Turn the stretch of the records from the very start through the line containing "x=743, y=717" into a numbered list, including both the first line and that line and skipping blank lines. Leave the pictures out.
--- Start of Raw data ---
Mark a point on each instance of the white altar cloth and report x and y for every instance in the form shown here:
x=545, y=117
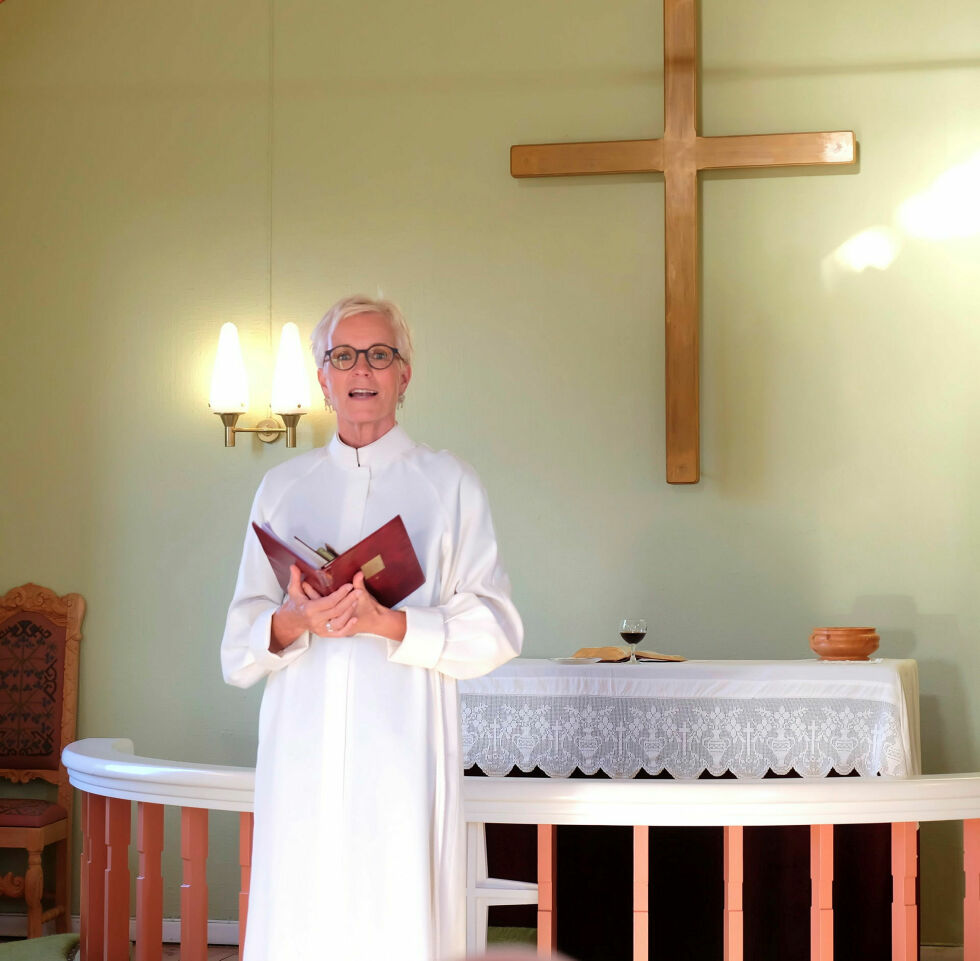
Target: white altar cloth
x=743, y=717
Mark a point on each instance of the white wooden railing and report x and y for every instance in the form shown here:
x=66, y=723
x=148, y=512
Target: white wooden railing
x=111, y=777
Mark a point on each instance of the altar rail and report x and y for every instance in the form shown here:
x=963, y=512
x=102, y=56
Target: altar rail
x=111, y=777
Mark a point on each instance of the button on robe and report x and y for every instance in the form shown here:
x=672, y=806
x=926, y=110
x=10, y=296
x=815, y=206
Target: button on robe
x=359, y=848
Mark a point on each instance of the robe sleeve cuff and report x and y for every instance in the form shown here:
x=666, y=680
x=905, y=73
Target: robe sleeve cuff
x=259, y=638
x=425, y=637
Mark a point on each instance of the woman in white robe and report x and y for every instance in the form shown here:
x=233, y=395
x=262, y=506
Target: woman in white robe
x=358, y=851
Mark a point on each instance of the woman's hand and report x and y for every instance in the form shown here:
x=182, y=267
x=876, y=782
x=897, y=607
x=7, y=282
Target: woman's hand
x=303, y=609
x=373, y=617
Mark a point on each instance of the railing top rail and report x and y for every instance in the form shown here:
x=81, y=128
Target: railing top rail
x=109, y=767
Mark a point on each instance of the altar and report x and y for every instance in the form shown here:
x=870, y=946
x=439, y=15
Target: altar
x=746, y=719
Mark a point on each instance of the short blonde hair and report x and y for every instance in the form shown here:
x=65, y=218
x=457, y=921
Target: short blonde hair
x=359, y=304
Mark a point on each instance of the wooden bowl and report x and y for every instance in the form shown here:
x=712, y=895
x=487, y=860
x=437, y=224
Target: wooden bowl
x=844, y=643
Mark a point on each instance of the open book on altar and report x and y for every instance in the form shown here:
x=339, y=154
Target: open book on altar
x=387, y=558
x=613, y=655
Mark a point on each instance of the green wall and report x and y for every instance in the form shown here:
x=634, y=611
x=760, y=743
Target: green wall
x=839, y=409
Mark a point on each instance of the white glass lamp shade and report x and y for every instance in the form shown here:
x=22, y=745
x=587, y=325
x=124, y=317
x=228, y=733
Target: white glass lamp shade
x=290, y=386
x=229, y=383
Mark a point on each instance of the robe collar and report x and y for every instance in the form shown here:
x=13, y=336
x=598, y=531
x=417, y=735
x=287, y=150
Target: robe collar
x=386, y=449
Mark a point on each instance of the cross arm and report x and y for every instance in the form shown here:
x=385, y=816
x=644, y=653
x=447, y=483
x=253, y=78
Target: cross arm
x=776, y=150
x=601, y=157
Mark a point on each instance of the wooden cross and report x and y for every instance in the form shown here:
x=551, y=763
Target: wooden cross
x=680, y=154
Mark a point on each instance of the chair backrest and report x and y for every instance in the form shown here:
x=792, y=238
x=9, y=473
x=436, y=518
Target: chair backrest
x=40, y=634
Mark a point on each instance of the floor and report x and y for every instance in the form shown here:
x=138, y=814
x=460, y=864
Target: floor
x=227, y=952
x=216, y=952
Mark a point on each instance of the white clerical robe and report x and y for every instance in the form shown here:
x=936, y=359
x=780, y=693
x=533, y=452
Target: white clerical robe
x=359, y=842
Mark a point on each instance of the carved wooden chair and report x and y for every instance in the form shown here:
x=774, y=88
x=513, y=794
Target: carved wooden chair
x=39, y=639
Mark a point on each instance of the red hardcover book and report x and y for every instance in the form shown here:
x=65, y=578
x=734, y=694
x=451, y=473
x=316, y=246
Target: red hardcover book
x=387, y=558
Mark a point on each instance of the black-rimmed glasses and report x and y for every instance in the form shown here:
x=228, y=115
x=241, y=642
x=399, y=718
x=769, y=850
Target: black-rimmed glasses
x=344, y=357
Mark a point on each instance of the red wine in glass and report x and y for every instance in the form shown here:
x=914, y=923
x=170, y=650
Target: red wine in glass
x=633, y=630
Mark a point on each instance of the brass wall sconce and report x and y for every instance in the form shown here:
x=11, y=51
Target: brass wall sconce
x=290, y=388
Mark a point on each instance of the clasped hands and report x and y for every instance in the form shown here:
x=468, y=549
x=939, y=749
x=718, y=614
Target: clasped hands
x=349, y=610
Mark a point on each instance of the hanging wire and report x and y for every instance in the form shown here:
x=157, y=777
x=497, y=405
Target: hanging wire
x=271, y=165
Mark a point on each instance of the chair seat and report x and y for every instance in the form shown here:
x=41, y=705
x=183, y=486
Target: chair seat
x=29, y=813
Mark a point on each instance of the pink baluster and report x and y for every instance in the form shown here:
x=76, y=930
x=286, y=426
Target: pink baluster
x=149, y=882
x=971, y=897
x=547, y=883
x=734, y=837
x=641, y=893
x=117, y=880
x=822, y=897
x=194, y=890
x=905, y=924
x=93, y=877
x=246, y=824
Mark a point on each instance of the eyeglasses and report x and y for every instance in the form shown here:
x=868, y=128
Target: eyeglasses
x=344, y=357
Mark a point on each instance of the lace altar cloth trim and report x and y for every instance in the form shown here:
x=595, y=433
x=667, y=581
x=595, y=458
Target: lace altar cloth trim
x=683, y=736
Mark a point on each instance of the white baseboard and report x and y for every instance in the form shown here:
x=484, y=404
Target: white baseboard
x=219, y=932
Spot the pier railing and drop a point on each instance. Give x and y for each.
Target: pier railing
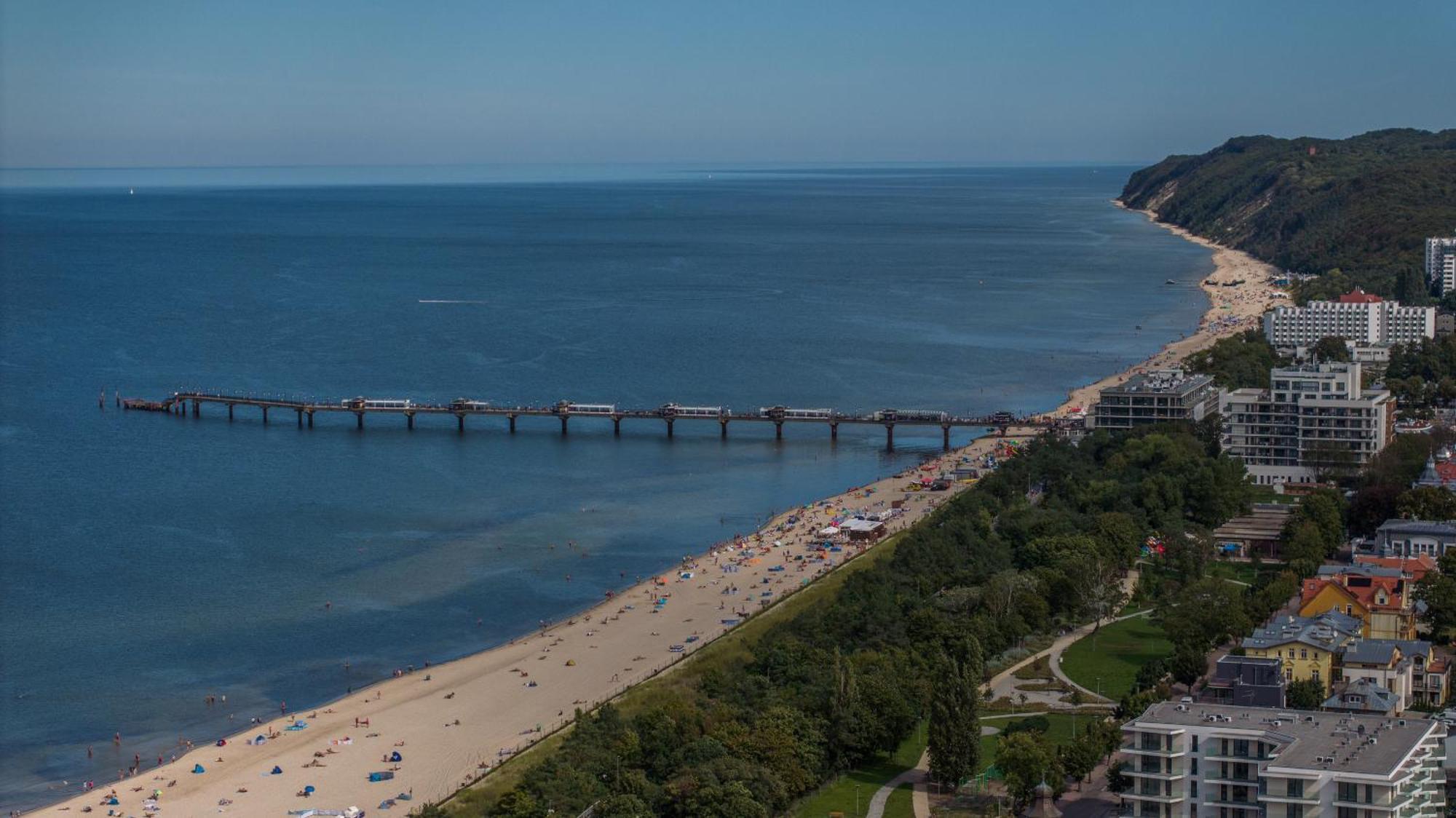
--- End of Raw data ---
## Solution to the problem
1. Mark a point on each instance of the white altar cloth and report x and y for every instance in the form shown here:
2. x=545, y=117
3. Target: white altar cloth
4. x=743, y=717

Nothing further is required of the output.